* _TEXT SECTION_
In Nigeria, Boko Haram’s leader has called it part of the “global war” against Islam. In Iraq and Syria, Islamic State leaders say it’s punishment for “crusaders,” at the same time Iran-backed Shiite militias hand out public health information and free face masks.
From Africa to the Middle East, Europe and other regions, the COVID-19 pandemic has led extremist groups to adopt a variety of responses as they try to shore up their positions and take down their enemies. Today, some groups call it a heavenly punishment against their opponents, others call it a global conspiracy, and a few see opportunities to recruit new members.
Africa Islamist groups
In Nigeria, Boko Haram leader Abubakar Shekau released an audio recording in April, describing the international response to the pandemic as part of a global war on Islam. Shekau rejected preventive measures such as social distancing, claiming that Muslims were protected from the coronavirus.

* _LISTED ENTRIES_

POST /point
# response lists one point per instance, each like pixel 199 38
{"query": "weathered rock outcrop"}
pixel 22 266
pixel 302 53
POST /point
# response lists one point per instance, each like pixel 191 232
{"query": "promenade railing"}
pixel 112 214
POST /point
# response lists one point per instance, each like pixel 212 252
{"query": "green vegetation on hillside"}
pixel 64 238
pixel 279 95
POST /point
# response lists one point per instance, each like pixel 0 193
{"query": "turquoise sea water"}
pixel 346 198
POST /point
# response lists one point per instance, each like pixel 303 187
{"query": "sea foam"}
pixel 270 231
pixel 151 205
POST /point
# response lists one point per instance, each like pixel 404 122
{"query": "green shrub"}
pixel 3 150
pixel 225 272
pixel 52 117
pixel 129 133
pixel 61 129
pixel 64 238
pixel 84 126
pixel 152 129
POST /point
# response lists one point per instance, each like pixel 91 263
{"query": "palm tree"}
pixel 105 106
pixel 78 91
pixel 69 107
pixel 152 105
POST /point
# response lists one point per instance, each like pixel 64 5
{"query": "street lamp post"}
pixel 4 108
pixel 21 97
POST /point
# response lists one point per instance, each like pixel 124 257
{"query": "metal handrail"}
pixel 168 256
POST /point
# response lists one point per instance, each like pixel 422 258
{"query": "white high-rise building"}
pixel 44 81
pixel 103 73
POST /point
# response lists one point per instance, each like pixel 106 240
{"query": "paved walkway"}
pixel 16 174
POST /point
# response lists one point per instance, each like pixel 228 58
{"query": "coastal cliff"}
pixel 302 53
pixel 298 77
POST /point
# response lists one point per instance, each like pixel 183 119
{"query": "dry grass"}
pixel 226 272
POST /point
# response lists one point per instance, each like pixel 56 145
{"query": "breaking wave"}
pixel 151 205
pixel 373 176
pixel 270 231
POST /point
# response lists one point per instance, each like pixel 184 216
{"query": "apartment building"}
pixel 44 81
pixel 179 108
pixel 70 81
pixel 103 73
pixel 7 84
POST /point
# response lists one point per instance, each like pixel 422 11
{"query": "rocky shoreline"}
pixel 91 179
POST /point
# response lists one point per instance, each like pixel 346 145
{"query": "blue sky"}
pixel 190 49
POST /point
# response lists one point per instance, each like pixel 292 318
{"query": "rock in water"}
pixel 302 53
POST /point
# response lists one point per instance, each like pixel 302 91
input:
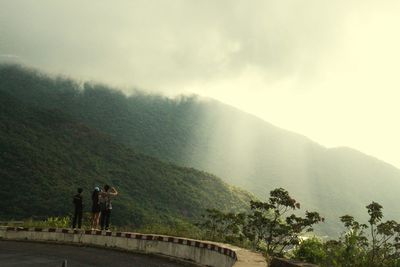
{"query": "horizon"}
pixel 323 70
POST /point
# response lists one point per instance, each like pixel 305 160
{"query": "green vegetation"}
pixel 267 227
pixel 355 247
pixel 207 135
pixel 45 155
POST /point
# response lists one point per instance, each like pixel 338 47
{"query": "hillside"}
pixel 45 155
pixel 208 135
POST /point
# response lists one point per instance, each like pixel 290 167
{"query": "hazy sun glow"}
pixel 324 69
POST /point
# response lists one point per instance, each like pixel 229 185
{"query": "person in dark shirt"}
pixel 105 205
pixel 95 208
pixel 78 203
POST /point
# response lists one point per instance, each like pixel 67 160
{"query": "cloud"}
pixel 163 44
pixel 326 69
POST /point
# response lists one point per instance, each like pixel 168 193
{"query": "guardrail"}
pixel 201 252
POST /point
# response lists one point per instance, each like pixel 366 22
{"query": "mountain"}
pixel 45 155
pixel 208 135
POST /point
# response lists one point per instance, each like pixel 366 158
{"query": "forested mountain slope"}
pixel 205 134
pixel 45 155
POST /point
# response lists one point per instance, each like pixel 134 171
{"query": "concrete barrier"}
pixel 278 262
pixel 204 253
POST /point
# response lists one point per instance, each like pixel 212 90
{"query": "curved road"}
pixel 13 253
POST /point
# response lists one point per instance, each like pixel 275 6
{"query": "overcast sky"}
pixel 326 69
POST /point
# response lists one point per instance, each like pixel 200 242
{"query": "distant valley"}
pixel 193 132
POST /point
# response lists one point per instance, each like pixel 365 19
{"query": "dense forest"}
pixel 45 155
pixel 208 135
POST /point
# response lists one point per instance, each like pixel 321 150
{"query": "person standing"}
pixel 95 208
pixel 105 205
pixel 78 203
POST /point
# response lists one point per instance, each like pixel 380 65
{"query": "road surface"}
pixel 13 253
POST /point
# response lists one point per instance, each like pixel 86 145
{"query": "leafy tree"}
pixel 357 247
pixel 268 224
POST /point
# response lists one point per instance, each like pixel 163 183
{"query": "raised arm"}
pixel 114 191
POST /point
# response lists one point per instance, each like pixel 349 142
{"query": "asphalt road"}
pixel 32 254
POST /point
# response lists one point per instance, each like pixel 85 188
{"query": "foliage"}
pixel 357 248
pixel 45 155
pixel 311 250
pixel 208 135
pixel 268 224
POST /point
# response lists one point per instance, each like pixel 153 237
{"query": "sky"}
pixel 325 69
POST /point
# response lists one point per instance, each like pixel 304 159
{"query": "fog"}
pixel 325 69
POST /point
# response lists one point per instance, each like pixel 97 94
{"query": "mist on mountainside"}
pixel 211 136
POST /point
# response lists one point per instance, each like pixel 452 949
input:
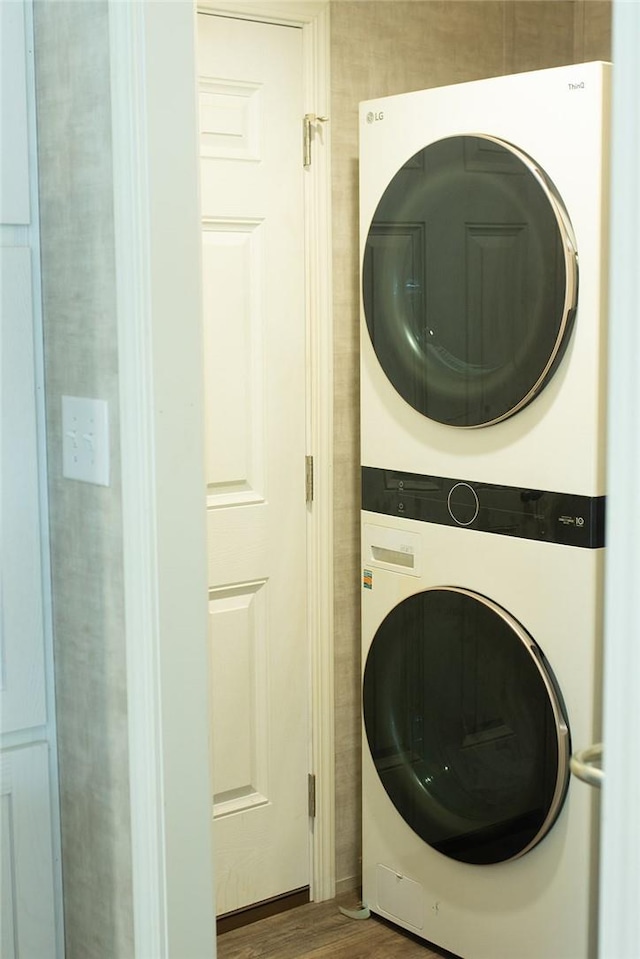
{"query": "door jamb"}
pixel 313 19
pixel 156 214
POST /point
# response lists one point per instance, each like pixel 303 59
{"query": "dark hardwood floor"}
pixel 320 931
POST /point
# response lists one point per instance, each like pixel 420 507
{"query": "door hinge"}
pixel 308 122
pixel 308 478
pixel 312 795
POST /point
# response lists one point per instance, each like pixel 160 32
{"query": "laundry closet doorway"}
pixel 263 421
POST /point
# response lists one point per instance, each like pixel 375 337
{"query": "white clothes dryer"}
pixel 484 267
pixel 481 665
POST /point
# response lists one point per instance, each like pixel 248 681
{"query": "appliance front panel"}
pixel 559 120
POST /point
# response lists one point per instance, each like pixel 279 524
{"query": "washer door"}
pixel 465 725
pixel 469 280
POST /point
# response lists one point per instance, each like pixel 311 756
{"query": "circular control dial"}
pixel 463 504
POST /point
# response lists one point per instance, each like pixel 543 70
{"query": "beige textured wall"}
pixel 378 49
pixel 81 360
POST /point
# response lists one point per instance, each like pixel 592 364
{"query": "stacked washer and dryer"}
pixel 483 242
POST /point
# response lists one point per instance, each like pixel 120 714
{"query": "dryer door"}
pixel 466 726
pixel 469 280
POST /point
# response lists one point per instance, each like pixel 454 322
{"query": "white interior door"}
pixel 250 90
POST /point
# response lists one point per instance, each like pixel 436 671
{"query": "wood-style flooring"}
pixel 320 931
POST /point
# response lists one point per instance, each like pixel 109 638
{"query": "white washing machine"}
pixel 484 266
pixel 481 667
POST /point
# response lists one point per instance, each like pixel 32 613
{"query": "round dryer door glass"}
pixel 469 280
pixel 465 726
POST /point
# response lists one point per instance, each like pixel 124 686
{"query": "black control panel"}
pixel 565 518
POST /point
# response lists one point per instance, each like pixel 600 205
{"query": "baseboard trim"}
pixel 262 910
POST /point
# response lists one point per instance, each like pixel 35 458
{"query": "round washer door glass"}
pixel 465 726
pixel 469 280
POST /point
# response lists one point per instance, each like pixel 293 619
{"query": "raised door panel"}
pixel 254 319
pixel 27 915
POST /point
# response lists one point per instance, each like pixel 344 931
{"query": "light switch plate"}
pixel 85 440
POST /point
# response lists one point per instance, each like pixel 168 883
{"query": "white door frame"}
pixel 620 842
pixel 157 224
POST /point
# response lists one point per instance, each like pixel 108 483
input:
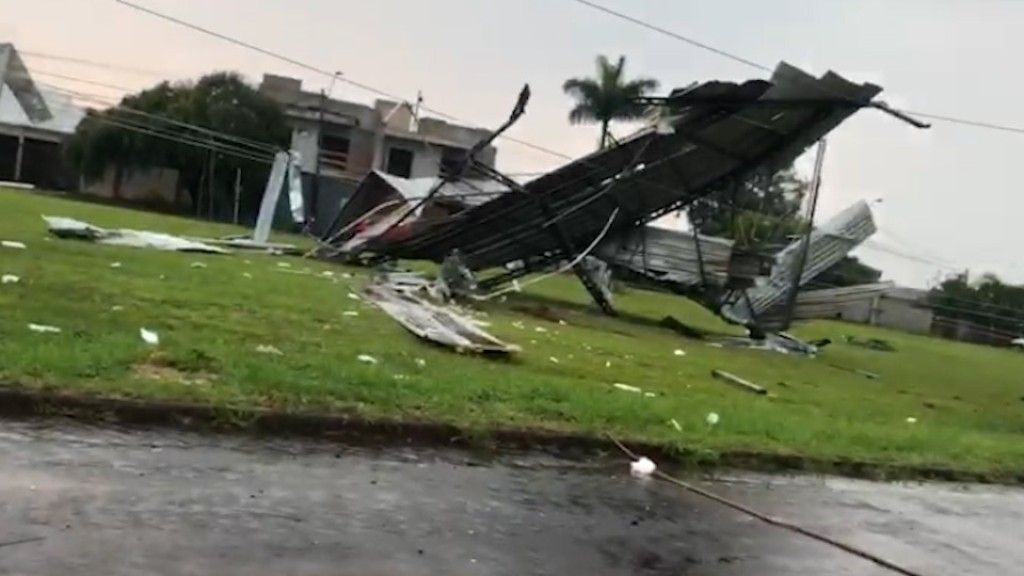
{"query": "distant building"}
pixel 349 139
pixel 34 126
---
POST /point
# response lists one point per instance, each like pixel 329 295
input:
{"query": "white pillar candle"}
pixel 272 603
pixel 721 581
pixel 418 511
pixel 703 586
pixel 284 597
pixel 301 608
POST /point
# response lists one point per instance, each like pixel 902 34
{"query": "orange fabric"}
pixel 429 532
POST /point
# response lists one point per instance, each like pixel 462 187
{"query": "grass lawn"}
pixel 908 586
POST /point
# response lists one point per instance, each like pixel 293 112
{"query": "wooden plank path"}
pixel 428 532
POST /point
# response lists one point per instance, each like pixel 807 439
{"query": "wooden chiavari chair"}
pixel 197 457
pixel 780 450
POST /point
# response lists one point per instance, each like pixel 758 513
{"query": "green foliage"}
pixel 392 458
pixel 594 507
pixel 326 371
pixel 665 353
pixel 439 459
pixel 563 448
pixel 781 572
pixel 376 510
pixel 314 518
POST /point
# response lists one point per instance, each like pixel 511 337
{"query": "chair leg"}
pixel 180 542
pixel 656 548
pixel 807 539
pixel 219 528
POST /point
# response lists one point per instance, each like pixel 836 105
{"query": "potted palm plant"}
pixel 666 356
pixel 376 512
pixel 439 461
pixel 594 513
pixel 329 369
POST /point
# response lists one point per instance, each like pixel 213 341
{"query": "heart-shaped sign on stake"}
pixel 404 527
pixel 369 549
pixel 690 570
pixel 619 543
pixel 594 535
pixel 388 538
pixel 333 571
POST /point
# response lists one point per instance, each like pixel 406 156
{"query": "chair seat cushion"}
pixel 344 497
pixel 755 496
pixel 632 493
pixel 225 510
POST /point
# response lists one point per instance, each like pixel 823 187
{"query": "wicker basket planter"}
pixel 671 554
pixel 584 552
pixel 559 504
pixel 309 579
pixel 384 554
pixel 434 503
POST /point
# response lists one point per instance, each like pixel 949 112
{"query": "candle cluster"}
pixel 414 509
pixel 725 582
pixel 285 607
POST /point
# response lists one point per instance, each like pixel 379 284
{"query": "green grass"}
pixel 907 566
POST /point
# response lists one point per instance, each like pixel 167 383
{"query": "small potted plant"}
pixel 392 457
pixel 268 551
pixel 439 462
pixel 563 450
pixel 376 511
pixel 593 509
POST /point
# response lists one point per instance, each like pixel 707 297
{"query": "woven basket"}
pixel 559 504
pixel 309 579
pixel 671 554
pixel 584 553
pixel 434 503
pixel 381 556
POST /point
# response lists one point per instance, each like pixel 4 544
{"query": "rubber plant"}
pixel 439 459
* * *
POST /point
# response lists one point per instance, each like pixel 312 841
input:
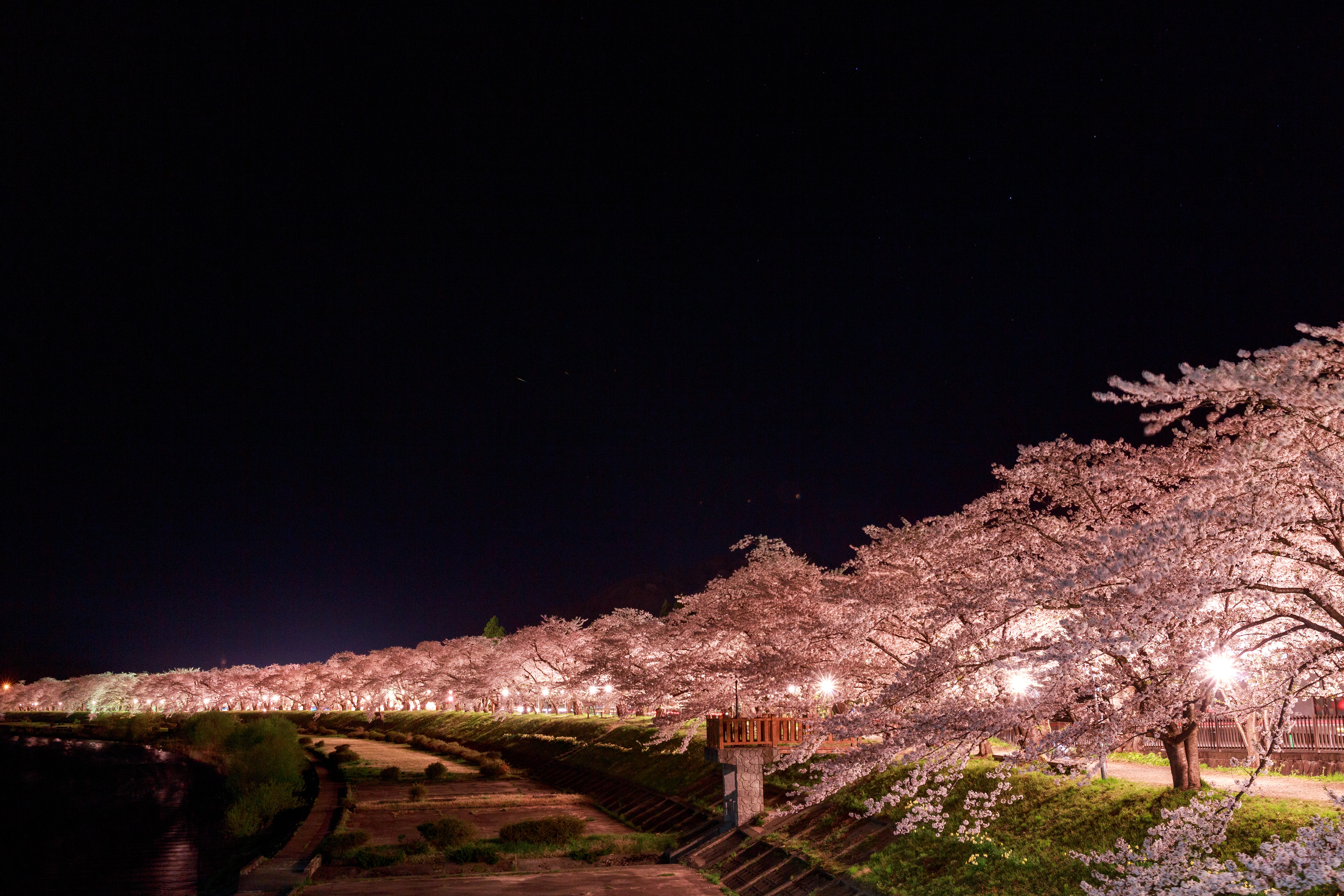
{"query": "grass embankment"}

* _ACTIONS TO TAKE_
**A.** Answer these questions from the text on extremist groups:
(i) What do Iran-backed Shiite militias hand out?
(ii) In what month did Abubakar Shekau release an audio recording?
(iii) Which preventive measure does the text name as one Shekau rejected?
**B.** Extract a passage from the text on extremist groups. Begin at the words "Africa Islamist groups" and stop after the words "from the coronavirus.".
The entries are separate from the text on extremist groups.

* _SOLUTIONS TO THE EXERCISE_
**A.**
(i) Public health information and free face masks.
(ii) April.
(iii) Social distancing.

**B.**
Africa Islamist groups
In Nigeria, Boko Haram leader Abubakar Shekau released an audio recording in April, describing the international response to the pandemic as part of a global war on Islam. Shekau rejected preventive measures such as social distancing, claiming that Muslims were protected from the coronavirus.